Below are records to repeat exactly. Omit the pictures from the copy.

[DATA SUPPLIED — start]

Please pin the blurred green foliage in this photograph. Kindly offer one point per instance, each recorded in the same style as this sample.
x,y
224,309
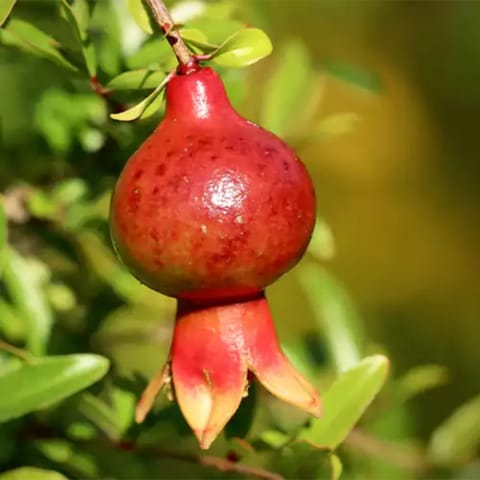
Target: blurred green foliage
x,y
68,309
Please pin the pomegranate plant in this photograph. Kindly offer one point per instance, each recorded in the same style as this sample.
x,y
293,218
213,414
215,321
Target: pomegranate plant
x,y
211,209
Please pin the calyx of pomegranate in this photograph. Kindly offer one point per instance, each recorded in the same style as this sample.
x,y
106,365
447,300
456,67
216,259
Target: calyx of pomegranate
x,y
210,210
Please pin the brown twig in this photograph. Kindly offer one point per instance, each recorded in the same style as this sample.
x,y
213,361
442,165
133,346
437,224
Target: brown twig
x,y
37,432
165,22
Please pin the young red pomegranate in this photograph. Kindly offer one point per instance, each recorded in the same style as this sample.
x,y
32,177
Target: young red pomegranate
x,y
211,209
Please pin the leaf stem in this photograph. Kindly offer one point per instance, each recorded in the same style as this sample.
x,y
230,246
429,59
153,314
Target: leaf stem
x,y
165,22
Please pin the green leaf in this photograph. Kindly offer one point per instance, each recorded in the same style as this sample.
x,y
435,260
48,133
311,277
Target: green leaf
x,y
142,109
355,75
90,56
31,473
50,379
197,40
6,7
304,460
337,467
136,80
457,438
25,35
140,15
71,16
335,315
322,243
243,48
418,380
78,15
100,414
346,400
27,294
154,54
3,233
290,95
336,124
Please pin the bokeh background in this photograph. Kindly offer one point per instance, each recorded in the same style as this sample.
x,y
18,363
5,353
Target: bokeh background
x,y
397,183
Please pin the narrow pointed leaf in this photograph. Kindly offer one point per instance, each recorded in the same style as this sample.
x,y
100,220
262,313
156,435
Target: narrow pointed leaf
x,y
196,39
26,36
322,243
345,402
51,379
337,318
71,17
140,15
3,234
289,99
29,299
31,473
138,110
243,48
6,7
336,124
90,56
136,80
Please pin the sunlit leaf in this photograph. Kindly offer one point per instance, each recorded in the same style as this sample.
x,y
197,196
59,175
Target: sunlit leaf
x,y
243,48
6,7
70,15
346,400
354,74
140,14
90,56
290,96
458,437
336,124
136,80
50,379
140,109
335,314
337,467
25,35
155,106
29,298
67,454
31,473
3,233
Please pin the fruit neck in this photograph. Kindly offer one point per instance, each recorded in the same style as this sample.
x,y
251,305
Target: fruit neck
x,y
198,95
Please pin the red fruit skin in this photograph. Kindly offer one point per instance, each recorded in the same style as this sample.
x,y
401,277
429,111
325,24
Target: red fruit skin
x,y
210,206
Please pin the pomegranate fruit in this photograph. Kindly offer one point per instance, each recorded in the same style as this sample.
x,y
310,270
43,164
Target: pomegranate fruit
x,y
211,209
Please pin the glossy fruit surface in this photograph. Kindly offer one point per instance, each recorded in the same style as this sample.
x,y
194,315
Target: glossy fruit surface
x,y
210,206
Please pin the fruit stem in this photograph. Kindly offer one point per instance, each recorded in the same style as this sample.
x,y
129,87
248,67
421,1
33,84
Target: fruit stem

[DATA SUPPLIED — finish]

ANSWER SPACE —
Please pin the blurred green foliage in this photograph. Kindly offer one point per instance, each recorded in the same style as this sample.
x,y
224,309
Target: blurred green foliage
x,y
68,309
Please pin the pomegranate plant in this photograph. Kindly offer one point per instance, each recorded in the same style as this sample.
x,y
293,218
213,414
215,321
Target: pomegranate plant
x,y
211,209
Please pin the calyx of pomegranate in this photograph. Kindly offer one point per instance, each recorded in the same style as this sample.
x,y
106,365
447,300
456,67
216,259
Target: calyx of pomegranate
x,y
210,210
Please pin the brown twig in this photograph. Kindly offer one point per instance, each recorded in the same style as this sample.
x,y
213,361
442,165
133,346
437,224
Target: brown twig
x,y
37,432
165,22
Please pin the young red pomegranate in this photograph. Kindly offer one point per instance, each recorded in the same style as this sample.
x,y
32,177
Target: young red pomegranate
x,y
211,209
Please pin the leaf stem in this photograph. Kindly offer one point per instance, each recorded in the same style as this sample.
x,y
230,246
429,59
153,314
Target: leaf stem
x,y
165,22
Please pin the green leaf in this photograph. Kindly offer one point per instance, each recorded in the same style as this sample.
x,y
435,260
48,133
311,277
Target: green leaf
x,y
142,109
355,75
90,56
31,473
50,379
197,40
6,7
304,460
337,467
136,80
457,438
25,35
140,15
71,16
335,315
322,243
243,48
418,380
78,15
100,414
346,400
27,294
154,54
3,233
290,95
336,124
Please pin the bokeh background in this photograph. Kindly offer one point per instance, each recorded in the same style as this sample.
x,y
18,363
5,353
Target: bokeh background
x,y
397,183
Please pin the narrow pointed leaf in this photograph. Kindly offer one point per instance, each recorded in the same style as this sample.
x,y
100,220
262,313
156,435
Target: narrow pointed leaf
x,y
196,39
26,36
322,243
345,402
51,379
337,318
71,17
140,15
3,234
289,99
29,299
31,473
138,110
243,48
6,7
336,124
90,56
136,80
Please pin the sunlit leaf in this photograph. Kindly offer one point per instance, each recorded in the same style as this sample.
x,y
197,196
59,175
Target: sunlit leaf
x,y
243,48
6,7
70,15
346,400
354,74
140,14
90,56
290,96
458,437
336,124
136,80
50,379
140,109
335,314
337,467
25,35
155,106
29,298
67,454
31,473
3,233
Please pin the fruit neck in this photograph. Kindly offer one point per instance, each recorded in the same style as this sample.
x,y
251,305
Target: fruit neck
x,y
198,95
Please pin the red fruit skin in this photograph. Kindly offer one point per instance, each recorded in the same style as this sample.
x,y
401,277
429,111
325,24
Target: red fruit skin
x,y
210,206
Please pin the pomegranate fruit in this photograph. Kindly offer one point per instance, each recorded in the same style as this sample.
x,y
310,270
43,164
Target: pomegranate fruit
x,y
211,209
Please pin the glossy fruit surface in this photograph. Kindly offer one point per instance, each recorded in the same style as this sample.
x,y
194,315
Target: glossy fruit surface
x,y
210,206
Please pin the fruit stem in this photograph. Kindly offer one point per instance, each recorded in the same style as this sample.
x,y
129,87
248,67
421,1
33,84
Target: fruit stem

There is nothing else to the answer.